### WHAT IS EXPECTED:
Can you render the lines below as a Markdown table with the columns Row and Line, giving each row a number and leaving out blank lines?

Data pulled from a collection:
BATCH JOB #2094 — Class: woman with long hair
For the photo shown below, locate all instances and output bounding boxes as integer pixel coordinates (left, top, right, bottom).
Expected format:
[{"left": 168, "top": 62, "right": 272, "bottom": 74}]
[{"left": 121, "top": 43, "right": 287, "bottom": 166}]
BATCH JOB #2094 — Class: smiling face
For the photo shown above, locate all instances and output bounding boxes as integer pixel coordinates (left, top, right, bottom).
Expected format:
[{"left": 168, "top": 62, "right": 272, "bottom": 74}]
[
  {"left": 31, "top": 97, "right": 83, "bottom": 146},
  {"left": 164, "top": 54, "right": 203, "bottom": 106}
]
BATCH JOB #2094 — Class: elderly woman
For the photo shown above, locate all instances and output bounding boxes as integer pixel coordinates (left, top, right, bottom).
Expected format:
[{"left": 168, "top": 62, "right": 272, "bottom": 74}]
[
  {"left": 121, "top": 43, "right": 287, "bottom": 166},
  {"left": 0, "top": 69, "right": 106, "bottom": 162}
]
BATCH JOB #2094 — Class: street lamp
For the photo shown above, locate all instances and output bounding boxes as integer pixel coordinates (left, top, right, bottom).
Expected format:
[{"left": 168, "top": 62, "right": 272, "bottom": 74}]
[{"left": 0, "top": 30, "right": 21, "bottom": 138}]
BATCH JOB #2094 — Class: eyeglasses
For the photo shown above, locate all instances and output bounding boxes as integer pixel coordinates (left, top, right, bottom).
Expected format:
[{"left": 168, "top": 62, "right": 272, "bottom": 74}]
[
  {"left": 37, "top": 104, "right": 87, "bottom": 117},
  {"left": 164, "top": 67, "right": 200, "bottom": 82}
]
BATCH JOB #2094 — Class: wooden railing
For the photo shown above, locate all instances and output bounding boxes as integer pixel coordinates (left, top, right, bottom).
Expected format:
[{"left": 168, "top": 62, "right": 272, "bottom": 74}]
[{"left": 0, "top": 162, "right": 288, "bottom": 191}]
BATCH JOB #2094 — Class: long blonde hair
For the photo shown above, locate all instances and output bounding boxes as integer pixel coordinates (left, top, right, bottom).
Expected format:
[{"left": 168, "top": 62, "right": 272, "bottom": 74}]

### CORRECT ANSWER:
| Row | Line |
|---|---|
| 1 | BATCH JOB #2094 — Class: woman with long hair |
| 2 | For the photo shown below, locate all instances and output bounding boxes as integer pixel coordinates (left, top, right, bottom). |
| 3 | Expected format: |
| 4 | [{"left": 168, "top": 62, "right": 272, "bottom": 74}] |
| 5 | [{"left": 121, "top": 43, "right": 287, "bottom": 166}] |
| 6 | BATCH JOB #2094 — Class: smiling face |
| 7 | For the photo shown above, locate all instances and output bounding boxes as integer pixel coordinates (left, top, right, bottom). |
| 8 | Expected format: |
| 9 | [{"left": 168, "top": 62, "right": 272, "bottom": 74}] |
| 10 | [ |
| 11 |   {"left": 31, "top": 97, "right": 83, "bottom": 146}, |
| 12 |   {"left": 164, "top": 54, "right": 203, "bottom": 106} |
| 13 | ] |
| 14 | BATCH JOB #2094 — Class: elderly woman |
| 15 | For the photo shown above, locate all instances and output bounding boxes as integer pixel coordinates (left, top, right, bottom). |
| 16 | Expected format: |
| 17 | [{"left": 168, "top": 62, "right": 272, "bottom": 74}] |
| 18 | [ |
| 19 |   {"left": 121, "top": 43, "right": 287, "bottom": 166}, |
| 20 |   {"left": 0, "top": 69, "right": 106, "bottom": 162} |
| 21 | ] |
| 22 | BATCH JOB #2094 — Class: street lamp |
| 23 | For the photo shown above, locate all instances and output bounding boxes as integer pixel coordinates (left, top, right, bottom). |
| 24 | Expected format: |
| 25 | [{"left": 168, "top": 62, "right": 272, "bottom": 74}] |
| 26 | [{"left": 0, "top": 30, "right": 21, "bottom": 138}] |
| 27 | BATCH JOB #2094 — Class: eyeglasses |
| 28 | For the photo shown above, locate all instances and output bounding boxes as integer pixel coordinates (left, top, right, bottom). |
| 29 | Expected format: |
| 30 | [{"left": 168, "top": 62, "right": 272, "bottom": 74}] |
| 31 | [ |
| 32 |   {"left": 37, "top": 104, "right": 87, "bottom": 117}, |
| 33 |   {"left": 164, "top": 67, "right": 200, "bottom": 82} |
| 34 | ] |
| 35 | BATCH JOB #2094 — Class: wooden railing |
| 36 | For the photo shown above, locate all instances and output bounding boxes as integer pixel coordinates (left, top, right, bottom). |
| 37 | Expected format: |
| 38 | [{"left": 168, "top": 62, "right": 272, "bottom": 74}] |
| 39 | [{"left": 0, "top": 162, "right": 288, "bottom": 191}] |
| 40 | BATCH JOB #2094 — Class: long blonde hair |
| 41 | For the photo shown above, locate all instances and output bounding boxes as integer pixel coordinates (left, top, right, bottom). |
| 42 | Expected format: |
| 43 | [{"left": 168, "top": 62, "right": 272, "bottom": 74}] |